** Start Given entries **
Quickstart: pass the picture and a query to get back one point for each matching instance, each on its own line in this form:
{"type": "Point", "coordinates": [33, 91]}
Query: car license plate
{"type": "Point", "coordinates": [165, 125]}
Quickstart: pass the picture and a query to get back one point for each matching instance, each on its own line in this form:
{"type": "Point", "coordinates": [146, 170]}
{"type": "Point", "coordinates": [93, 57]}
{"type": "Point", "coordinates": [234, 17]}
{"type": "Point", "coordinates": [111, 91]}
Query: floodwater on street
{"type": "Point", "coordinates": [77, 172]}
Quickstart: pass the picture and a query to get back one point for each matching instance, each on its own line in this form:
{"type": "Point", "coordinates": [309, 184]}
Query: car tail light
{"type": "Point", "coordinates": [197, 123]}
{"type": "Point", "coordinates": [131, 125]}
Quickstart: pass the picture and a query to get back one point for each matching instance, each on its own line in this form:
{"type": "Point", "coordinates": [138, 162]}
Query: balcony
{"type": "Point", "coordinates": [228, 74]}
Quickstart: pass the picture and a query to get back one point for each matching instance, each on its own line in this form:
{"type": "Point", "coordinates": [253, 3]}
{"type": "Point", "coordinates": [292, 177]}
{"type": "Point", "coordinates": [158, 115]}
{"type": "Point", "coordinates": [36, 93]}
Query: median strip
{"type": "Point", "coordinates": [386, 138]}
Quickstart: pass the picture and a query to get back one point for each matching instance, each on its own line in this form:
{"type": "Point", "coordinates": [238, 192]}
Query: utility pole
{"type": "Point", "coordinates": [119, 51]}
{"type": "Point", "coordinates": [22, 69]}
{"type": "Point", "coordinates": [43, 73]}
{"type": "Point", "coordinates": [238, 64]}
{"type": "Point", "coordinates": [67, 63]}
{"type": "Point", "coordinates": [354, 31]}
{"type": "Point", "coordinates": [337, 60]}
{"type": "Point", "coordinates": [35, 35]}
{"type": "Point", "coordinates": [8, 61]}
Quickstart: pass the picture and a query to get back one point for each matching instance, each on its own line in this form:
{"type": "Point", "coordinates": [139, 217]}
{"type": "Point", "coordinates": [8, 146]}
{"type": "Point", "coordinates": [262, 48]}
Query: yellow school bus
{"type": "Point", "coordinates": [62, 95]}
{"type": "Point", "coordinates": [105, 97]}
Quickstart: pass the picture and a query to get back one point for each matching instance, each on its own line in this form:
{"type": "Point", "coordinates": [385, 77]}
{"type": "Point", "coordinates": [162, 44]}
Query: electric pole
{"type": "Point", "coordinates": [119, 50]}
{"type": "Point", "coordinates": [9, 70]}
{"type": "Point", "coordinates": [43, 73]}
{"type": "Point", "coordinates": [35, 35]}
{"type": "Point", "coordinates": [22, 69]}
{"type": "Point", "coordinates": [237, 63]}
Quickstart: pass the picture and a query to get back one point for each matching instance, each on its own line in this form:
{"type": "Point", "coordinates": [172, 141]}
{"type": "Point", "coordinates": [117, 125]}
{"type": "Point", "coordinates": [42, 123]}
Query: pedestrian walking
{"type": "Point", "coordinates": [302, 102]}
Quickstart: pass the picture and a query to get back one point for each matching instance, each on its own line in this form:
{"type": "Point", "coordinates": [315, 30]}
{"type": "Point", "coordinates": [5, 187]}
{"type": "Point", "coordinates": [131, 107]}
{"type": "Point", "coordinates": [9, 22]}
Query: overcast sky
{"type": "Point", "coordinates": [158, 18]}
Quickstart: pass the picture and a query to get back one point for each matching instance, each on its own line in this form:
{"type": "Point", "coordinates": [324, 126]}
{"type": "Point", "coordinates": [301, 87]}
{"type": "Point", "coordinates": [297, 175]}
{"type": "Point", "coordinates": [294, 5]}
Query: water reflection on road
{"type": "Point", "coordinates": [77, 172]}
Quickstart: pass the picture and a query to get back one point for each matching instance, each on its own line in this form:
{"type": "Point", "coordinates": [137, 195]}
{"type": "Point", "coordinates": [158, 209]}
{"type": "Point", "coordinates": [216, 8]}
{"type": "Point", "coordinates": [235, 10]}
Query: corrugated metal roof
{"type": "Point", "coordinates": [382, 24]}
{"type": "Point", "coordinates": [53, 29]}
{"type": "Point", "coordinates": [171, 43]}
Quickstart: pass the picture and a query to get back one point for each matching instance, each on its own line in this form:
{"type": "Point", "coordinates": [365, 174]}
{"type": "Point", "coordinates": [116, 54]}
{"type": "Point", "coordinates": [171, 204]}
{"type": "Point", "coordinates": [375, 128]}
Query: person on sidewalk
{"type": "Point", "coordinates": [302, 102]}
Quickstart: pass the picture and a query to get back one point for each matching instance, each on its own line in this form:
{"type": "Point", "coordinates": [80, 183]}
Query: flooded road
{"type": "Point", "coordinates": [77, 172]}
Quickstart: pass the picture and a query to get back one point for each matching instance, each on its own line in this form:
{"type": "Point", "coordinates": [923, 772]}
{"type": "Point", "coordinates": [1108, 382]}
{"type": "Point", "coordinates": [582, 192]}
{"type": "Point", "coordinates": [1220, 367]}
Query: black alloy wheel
** End Given entries **
What the task requires — Output all of the data again, exactly.

The response —
Quickstart: pass the picture and a query to get back one point for each matching instance, each on its own line in this form:
{"type": "Point", "coordinates": [33, 91]}
Query: car license plate
{"type": "Point", "coordinates": [165, 125]}
Quickstart: pass the picture and a query to get back one point for each matching instance, each on its own line in this form:
{"type": "Point", "coordinates": [146, 170]}
{"type": "Point", "coordinates": [93, 57]}
{"type": "Point", "coordinates": [234, 17]}
{"type": "Point", "coordinates": [111, 91]}
Query: floodwater on street
{"type": "Point", "coordinates": [77, 172]}
Quickstart: pass the picture and a query to get back one point for each matching instance, each on its own line in this form:
{"type": "Point", "coordinates": [309, 184]}
Query: car tail light
{"type": "Point", "coordinates": [197, 123]}
{"type": "Point", "coordinates": [131, 125]}
Quickstart: pass the picture and a query to get back one point for each matching instance, each on its own line in this form:
{"type": "Point", "coordinates": [138, 162]}
Query: balcony
{"type": "Point", "coordinates": [228, 74]}
Quickstart: pass the picture and a query to get back one point for each matching instance, each on its own line in this form:
{"type": "Point", "coordinates": [253, 3]}
{"type": "Point", "coordinates": [292, 177]}
{"type": "Point", "coordinates": [158, 115]}
{"type": "Point", "coordinates": [36, 93]}
Query: median strip
{"type": "Point", "coordinates": [386, 138]}
Quickstart: pass the picture and a query to get back one point for each matching instance, each on its own line in this form:
{"type": "Point", "coordinates": [238, 192]}
Query: utility pole
{"type": "Point", "coordinates": [119, 51]}
{"type": "Point", "coordinates": [22, 69]}
{"type": "Point", "coordinates": [43, 73]}
{"type": "Point", "coordinates": [238, 64]}
{"type": "Point", "coordinates": [67, 63]}
{"type": "Point", "coordinates": [354, 31]}
{"type": "Point", "coordinates": [337, 60]}
{"type": "Point", "coordinates": [35, 35]}
{"type": "Point", "coordinates": [8, 61]}
Quickstart: pass the picture and a query to get back one point for each matching instance, each on its own line in this form:
{"type": "Point", "coordinates": [139, 217]}
{"type": "Point", "coordinates": [8, 146]}
{"type": "Point", "coordinates": [262, 48]}
Query: yellow school bus
{"type": "Point", "coordinates": [62, 95]}
{"type": "Point", "coordinates": [105, 97]}
Quickstart: pass the picture and a query to get back one point for each matching instance, each on its own line in this form:
{"type": "Point", "coordinates": [385, 77]}
{"type": "Point", "coordinates": [162, 44]}
Query: electric pole
{"type": "Point", "coordinates": [119, 50]}
{"type": "Point", "coordinates": [9, 70]}
{"type": "Point", "coordinates": [43, 73]}
{"type": "Point", "coordinates": [35, 35]}
{"type": "Point", "coordinates": [22, 69]}
{"type": "Point", "coordinates": [237, 63]}
Quickstart: pass the picture and a query to get back one point for each matching instance, each on its own line in this form:
{"type": "Point", "coordinates": [172, 141]}
{"type": "Point", "coordinates": [117, 125]}
{"type": "Point", "coordinates": [42, 123]}
Query: pedestrian walking
{"type": "Point", "coordinates": [302, 102]}
Quickstart: pass the picture and a query to get back one point for each matching instance, each on its own line in this form:
{"type": "Point", "coordinates": [315, 30]}
{"type": "Point", "coordinates": [5, 187]}
{"type": "Point", "coordinates": [131, 107]}
{"type": "Point", "coordinates": [9, 22]}
Query: overcast sky
{"type": "Point", "coordinates": [158, 18]}
Quickstart: pass the picture and a query to get back one point for each matching instance, each on its own line in this form:
{"type": "Point", "coordinates": [324, 126]}
{"type": "Point", "coordinates": [301, 87]}
{"type": "Point", "coordinates": [297, 175]}
{"type": "Point", "coordinates": [294, 5]}
Query: water reflection on road
{"type": "Point", "coordinates": [77, 172]}
Quickstart: pass the picture and a query to get back one point for each matching instance, each on its own line in this form:
{"type": "Point", "coordinates": [137, 195]}
{"type": "Point", "coordinates": [158, 209]}
{"type": "Point", "coordinates": [216, 8]}
{"type": "Point", "coordinates": [235, 10]}
Query: corrugated metal roof
{"type": "Point", "coordinates": [382, 24]}
{"type": "Point", "coordinates": [53, 29]}
{"type": "Point", "coordinates": [171, 43]}
Quickstart: pass the picture and a query to get back one point for each matching instance, each on its own line in this form:
{"type": "Point", "coordinates": [365, 174]}
{"type": "Point", "coordinates": [116, 54]}
{"type": "Point", "coordinates": [171, 204]}
{"type": "Point", "coordinates": [375, 128]}
Query: person on sidewalk
{"type": "Point", "coordinates": [302, 102]}
Quickstart: pass the picture and a query to get back one point for each matching instance, each on its own line in this form:
{"type": "Point", "coordinates": [80, 183]}
Query: flooded road
{"type": "Point", "coordinates": [77, 172]}
Quickstart: pass the picture and a query to get back one point for each matching instance, each on its own line in this form:
{"type": "Point", "coordinates": [923, 772]}
{"type": "Point", "coordinates": [1108, 382]}
{"type": "Point", "coordinates": [582, 192]}
{"type": "Point", "coordinates": [1220, 367]}
Query: black alloy wheel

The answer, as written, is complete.